Metin alıntısı:
Bu sözler karşısında hayrette kalan gayr-i müslim "Bana İslâmiyeti anlat. Ben de
müslüman olacağım. Senin dînin hak dindir. Tevazu ve hakkı kabul etırieyi
emretmektedir" dedi ve müslüman oldu.
Zengin olan zâtlardan birisi. Hz. Şakîk'e dedi ki: "Ben senin ihtiyaçlarını,
kendi malımdan karşılayayım." Şakîk (r.a.) buyurdu ki, "Kabul ediyorum, ama şu
şartla, bana verdiklerinden dolayı hazinende noksanlaşma olursa, malların
hırsızlar tarafından çalınıp telef olursa, olur ya bir gün bu niyetinden ayrılıp
bana nafaka vermekten vazgeçersen, bende bir kabahat görüp vermekte olduğun
nafakayı kesersen ve ömrün bitip ölürsen ve ben de nafakasız kalırsam ne olacak?

Verilen veriler:

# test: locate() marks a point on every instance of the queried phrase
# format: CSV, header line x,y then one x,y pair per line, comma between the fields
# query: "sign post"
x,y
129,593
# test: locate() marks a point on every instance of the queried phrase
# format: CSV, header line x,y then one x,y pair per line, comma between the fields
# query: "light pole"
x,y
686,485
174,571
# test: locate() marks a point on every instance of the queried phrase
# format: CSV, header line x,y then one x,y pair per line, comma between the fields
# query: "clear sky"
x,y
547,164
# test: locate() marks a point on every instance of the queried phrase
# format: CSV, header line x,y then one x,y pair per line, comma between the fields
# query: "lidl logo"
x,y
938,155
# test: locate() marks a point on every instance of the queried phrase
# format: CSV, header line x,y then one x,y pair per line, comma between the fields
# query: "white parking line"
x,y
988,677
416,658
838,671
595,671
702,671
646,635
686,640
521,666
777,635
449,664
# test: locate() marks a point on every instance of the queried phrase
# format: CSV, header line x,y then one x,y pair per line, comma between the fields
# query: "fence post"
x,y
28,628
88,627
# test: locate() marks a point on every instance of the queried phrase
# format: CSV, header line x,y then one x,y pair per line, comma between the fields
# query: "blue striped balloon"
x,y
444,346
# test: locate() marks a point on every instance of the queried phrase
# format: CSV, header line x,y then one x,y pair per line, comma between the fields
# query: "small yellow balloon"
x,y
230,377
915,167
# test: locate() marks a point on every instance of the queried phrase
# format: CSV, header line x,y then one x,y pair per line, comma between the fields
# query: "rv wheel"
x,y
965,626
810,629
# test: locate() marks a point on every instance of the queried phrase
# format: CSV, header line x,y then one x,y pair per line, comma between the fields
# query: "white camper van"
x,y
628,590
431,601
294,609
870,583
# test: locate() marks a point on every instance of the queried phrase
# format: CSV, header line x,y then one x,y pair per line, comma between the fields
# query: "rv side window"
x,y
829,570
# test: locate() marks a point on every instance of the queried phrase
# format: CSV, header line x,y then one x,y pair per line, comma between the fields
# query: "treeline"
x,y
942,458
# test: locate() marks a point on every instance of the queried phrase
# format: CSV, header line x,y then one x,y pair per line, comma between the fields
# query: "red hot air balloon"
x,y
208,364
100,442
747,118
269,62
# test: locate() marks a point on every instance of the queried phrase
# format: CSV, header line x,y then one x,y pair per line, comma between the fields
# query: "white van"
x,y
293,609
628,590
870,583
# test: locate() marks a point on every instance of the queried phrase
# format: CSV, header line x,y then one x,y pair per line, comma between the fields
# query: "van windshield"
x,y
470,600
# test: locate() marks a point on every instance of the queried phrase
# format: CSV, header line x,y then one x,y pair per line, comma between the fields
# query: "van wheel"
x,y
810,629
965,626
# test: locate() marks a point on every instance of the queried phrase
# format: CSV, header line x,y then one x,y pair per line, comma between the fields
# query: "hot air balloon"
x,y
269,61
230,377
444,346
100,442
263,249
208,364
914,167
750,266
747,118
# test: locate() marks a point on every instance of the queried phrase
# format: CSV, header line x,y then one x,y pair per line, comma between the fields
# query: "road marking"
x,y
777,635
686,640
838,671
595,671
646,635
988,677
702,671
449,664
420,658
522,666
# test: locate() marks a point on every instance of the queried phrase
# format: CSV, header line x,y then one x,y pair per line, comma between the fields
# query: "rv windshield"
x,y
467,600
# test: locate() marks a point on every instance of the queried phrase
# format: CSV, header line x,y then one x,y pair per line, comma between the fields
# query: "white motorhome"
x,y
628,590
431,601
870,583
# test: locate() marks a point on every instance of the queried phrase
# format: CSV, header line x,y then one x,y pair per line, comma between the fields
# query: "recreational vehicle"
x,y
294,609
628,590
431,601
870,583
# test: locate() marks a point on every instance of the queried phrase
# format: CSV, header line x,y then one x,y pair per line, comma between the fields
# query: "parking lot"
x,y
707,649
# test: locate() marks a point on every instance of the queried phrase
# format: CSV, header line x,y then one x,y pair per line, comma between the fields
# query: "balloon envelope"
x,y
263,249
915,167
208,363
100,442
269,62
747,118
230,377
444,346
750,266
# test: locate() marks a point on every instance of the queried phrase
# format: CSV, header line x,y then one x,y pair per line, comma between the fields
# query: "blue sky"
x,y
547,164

Yapılacaklar:
1. Şakîk anlatısında "Zengin olan zâtlardan" sözlerinden başlayıp aşağıya, "kalırsam ne olacak?" sözlerine kadar uzanan bölümün tamamını hiç değiştirmeden geri ver.
2. Şakîk anlatısını kaldığı yerden sürdür.

Çıktılar:
1.
Zengin olan zâtlardan birisi. Hz. Şakîk'e dedi ki: "Ben senin ihtiyaçlarını,
kendi malımdan karşılayayım." Şakîk (r.a.) buyurdu ki, "Kabul ediyorum, ama şu
şartla, bana verdiklerinden dolayı hazinende noksanlaşma olursa, malların
hırsızlar tarafından çalınıp telef olursa, olur ya bir gün bu niyetinden ayrılıp
bana nafaka vermekten vazgeçersen, bende bir kabahat görüp vermekte olduğun
nafakayı kesersen ve ömrün bitip ölürsen ve ben de nafakasız kalırsam ne olacak?

2.
Bütün bunların olmıyacâğma dair bana bir teminat verebilirsen teklifini kabul
edeyim. Halbuki, benim rızkımı öyle bir zât veriyor ki, bütün mahlûkların
rızıklarını verdiği halde hazinelerine zarar verme durumu yoktur. Bu kadar
günahlarımız olduğu ve en ince teferruatına kadar bütün yaptıklarımızı bildiği
halde ihsanı ve merhameti o kadar boldur ki, kimsenin rızkını kesmiyor. Sonra
onun için ölüm diye birşey yoktur. Böyle bir zât rızkıma kefil olmuş iken
başkasından birşey beklemekliğim kulluğuma yakışır mı? Her türlü ayıb ve
kusurlardan uzak olan böyle bir zâtı bırakıp da, kendim gibi âciz olan bir kula
el açarsam Rabbim gücenmez mi ve böyle yapan kimselerin ne kadar zavallı ve
akılsız oldukları meydanda değil midir?" Bunun üzerine o zengin kimse birşey
diyemedi.
Bir gün, kendilerine nasîhat kâr etmeyen bir grub insanlara şöyle buyurdu: "Eğer
çocuk iseniz mektebe, deli iseniz tımarhaneye, ölü iseniz kabristana gidin. Ama
müslüman iseniz müslüman olmanın şartlarını yerine getiriniz!"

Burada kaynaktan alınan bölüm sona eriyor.